START Data records
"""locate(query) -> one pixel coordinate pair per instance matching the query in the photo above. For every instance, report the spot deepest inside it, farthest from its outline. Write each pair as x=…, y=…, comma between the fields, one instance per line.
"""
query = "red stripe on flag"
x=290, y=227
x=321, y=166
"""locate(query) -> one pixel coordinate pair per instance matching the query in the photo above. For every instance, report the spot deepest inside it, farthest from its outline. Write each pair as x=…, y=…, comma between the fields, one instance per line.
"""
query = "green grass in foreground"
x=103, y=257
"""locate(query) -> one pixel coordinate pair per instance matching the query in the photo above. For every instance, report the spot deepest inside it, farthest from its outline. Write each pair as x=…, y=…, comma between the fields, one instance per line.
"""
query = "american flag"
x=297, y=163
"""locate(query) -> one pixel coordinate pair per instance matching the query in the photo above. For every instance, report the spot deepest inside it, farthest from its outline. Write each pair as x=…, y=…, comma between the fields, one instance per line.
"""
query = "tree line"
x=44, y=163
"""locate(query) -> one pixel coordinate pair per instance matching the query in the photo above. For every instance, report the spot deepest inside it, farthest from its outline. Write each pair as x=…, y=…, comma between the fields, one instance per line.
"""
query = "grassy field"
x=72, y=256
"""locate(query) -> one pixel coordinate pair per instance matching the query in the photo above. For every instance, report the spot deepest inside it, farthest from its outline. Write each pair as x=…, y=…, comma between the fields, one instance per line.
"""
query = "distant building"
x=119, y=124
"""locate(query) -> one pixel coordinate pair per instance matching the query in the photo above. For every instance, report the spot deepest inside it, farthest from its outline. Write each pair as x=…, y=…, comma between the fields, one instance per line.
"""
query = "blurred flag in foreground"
END Data records
Output all entries again exactly; no line may be altered.

"""locate(query) -> one pixel coordinate pair per instance matching the query in the photo above. For every instance, report the spot deepest inside it, farthest from its outline. Write each pair as x=…, y=…, comma between the fields, one instance per line.
"""
query = "red stripe on flag"
x=290, y=227
x=321, y=166
"""locate(query) -> one pixel coordinate pair per instance matching the query in the photo above. For every instance, report the spot deepest inside it, farthest from its outline. Write each pair as x=…, y=…, comma between the fields, one instance per line.
"""
query = "green grass in foreground"
x=103, y=257
"""locate(query) -> one pixel coordinate pair per instance matching the query in the photo above. For every instance, report the spot deepest inside it, farthest from its outline. Write each pair as x=…, y=…, comma between the fields, one instance per line.
"""
query = "american flag"
x=297, y=163
"""locate(query) -> one pixel coordinate pair per instance matching the query in the photo above. For every instance, report the spot deepest inside it, farthest from its outline. Write each pair as x=…, y=…, comma between the fields, one instance per line.
"""
query = "tree line"
x=44, y=163
"""locate(query) -> one pixel coordinate pair per instance matching the query in the photo above. For every instance, report the spot deepest inside it, farthest from its outline. Write each pair as x=…, y=…, comma between the fields, one instance per line.
"""
query = "grassy field"
x=72, y=256
"""locate(query) -> one pixel coordinate pair per instance matching the query in the photo above. For every instance, report the spot deepest inside it, farthest from its outline. Write each pair as x=…, y=…, comma between the fields, one instance per line.
"""
query = "distant building"
x=119, y=124
"""locate(query) -> one pixel coordinate pair per instance matching the query in the photo above. For every instance, report the spot deepest inside it, farthest from its outline. Write each pair as x=…, y=…, comma between the fields, one instance per line.
"""
query = "blurred flag in foreground"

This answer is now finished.